> What you have to do
Add 22 to every coordinate in the answers, and write out again all the lines starting at the line containing "Pick out every instance of the climbing" and ending at the last line of the records, with the wording of each record kept in place.
* begin Dataset entries *
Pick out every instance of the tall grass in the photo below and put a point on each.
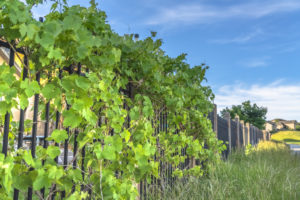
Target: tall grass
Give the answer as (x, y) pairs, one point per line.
(267, 172)
(289, 137)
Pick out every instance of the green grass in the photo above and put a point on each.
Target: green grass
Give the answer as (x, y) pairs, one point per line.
(289, 137)
(268, 172)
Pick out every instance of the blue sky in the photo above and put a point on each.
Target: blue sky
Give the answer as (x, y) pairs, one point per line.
(252, 47)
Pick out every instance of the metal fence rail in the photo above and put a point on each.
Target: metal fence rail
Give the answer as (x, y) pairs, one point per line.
(226, 133)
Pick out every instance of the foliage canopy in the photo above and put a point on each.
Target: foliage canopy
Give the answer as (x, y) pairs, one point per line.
(117, 154)
(248, 112)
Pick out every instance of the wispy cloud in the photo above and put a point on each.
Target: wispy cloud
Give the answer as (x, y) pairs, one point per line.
(256, 62)
(282, 100)
(202, 13)
(240, 39)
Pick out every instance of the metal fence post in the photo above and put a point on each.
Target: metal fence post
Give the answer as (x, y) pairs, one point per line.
(227, 117)
(237, 120)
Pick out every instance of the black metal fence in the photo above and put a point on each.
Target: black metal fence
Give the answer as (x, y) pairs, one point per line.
(233, 133)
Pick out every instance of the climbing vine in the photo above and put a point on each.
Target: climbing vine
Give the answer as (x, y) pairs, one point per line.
(113, 104)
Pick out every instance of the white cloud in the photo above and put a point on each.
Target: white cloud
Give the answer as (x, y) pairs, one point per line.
(200, 13)
(282, 100)
(240, 39)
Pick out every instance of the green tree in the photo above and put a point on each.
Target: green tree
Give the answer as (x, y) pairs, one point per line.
(248, 112)
(113, 153)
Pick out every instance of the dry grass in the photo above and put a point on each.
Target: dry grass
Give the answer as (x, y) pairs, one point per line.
(289, 137)
(267, 172)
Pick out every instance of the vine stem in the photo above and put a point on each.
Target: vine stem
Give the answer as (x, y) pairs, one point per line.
(13, 48)
(101, 178)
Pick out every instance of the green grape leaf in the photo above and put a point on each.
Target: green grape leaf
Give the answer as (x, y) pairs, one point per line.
(59, 136)
(53, 151)
(71, 118)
* end Dataset entries *
> Correct answer
Pick out every instance of the climbing vine in the photo above and put a point on each.
Target: climbing vine
Give the answer as (x, y) pairs, one point per line.
(135, 126)
Pick out every instance of the white cloud in the photo above and put a point on each.
Target: white cloud
Give the answer as (x, y) pairs, one point per line.
(222, 35)
(304, 122)
(262, 61)
Pick out every instance of the green tree in the photo above and put a point on each.
Target: green tree
Give the answer as (x, y) pairs, one point per line.
(270, 134)
(135, 175)
Pick out every instance of the dry grass in the photo above and put a point on each.
Target: dry grass
Give the answer as (x, y) pairs, one point per line.
(311, 159)
(289, 194)
Pick out every instance of the vine stem in the photo above and put a point on each.
Target: vine stem
Give the answer as (x, y) pairs, one point per line.
(35, 70)
(123, 200)
Pick out every instance of the green grape leaf in the photo above and put a point on each.
Target: green grape leaf
Give the answer as (x, y) pairs, one point per line.
(81, 158)
(75, 173)
(93, 140)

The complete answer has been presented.